Task » Give back every line of the data exactly. Pictures are not part of the copy.

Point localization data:
▬▬▬

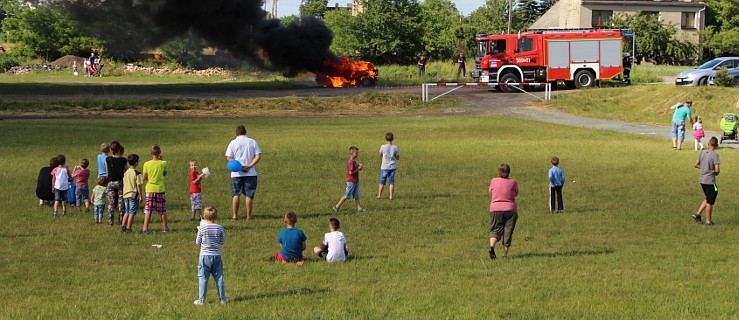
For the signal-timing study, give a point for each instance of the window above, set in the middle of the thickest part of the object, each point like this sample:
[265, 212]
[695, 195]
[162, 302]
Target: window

▬▬▬

Solution for this exercise »
For the signal-timing study, give a point for each instance of the window above, set in the middle of the thickest part of the object, each point like this sample:
[265, 212]
[695, 195]
[162, 302]
Target: window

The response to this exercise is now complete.